Work required | Nothing but the text belongs in the answer: the listing below, copied exactly, without pictures.

Extracted entries |

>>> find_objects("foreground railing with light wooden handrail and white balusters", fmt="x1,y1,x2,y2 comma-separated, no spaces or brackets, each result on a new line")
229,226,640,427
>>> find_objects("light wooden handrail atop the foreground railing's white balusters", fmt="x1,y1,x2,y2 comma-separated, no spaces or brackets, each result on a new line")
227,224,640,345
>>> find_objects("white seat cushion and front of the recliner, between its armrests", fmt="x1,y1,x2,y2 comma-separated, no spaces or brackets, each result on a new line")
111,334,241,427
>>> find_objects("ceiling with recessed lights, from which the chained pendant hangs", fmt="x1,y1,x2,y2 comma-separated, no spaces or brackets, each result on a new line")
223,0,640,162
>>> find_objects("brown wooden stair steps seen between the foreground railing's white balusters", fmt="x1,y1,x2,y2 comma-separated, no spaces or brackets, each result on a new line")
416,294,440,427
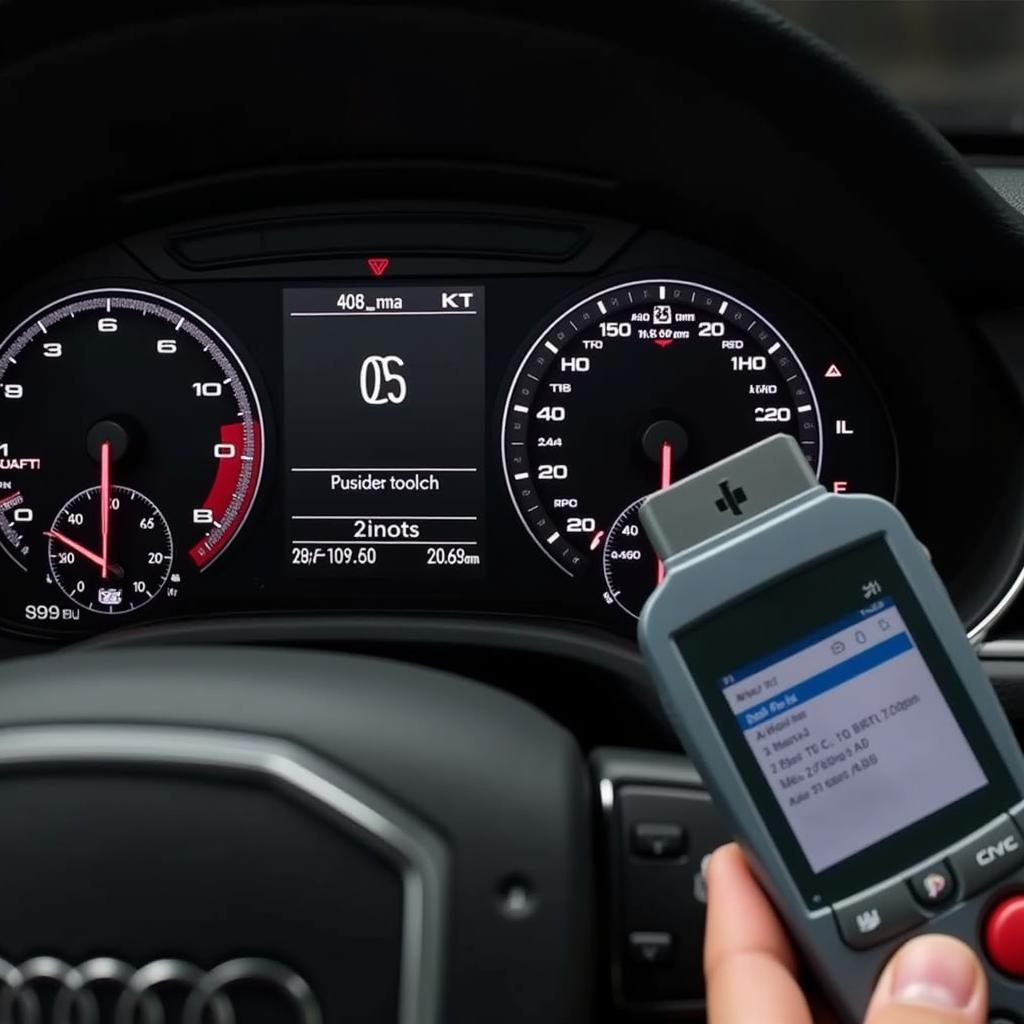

Task result |
>>> find_objects("foreground railing with light wooden handrail and white balusters", fmt="x1,y1,x2,y2 comma-separated, no spaces or brackets, each result on a new line")
229,226,640,427
>>> find_objects("light wooden handrail atop the foreground railing's white balusters", fmt="x1,y1,x2,y2 comma-separated, no spaces or brackets, each result on a new line")
227,224,640,345
>>> find_objects("white seat cushion and front of the recliner, between its armrests", fmt="x1,y1,x2,y2 comma-separated, no spaces or brackets, each result on a new line")
111,334,241,427
>>> find_objects("ceiling with recessed lights, from which the chained pendant hangs", fmt="x1,y1,x2,y2 comma-separated, no spaces or brackets, each result on a new line")
223,0,640,162
>>> find_objects("brown wooden stair steps seen between the foreground railing's white balusters", fmt="x1,y1,x2,y2 comma-separated, no spaces or brackets, each result on a new line")
416,294,440,427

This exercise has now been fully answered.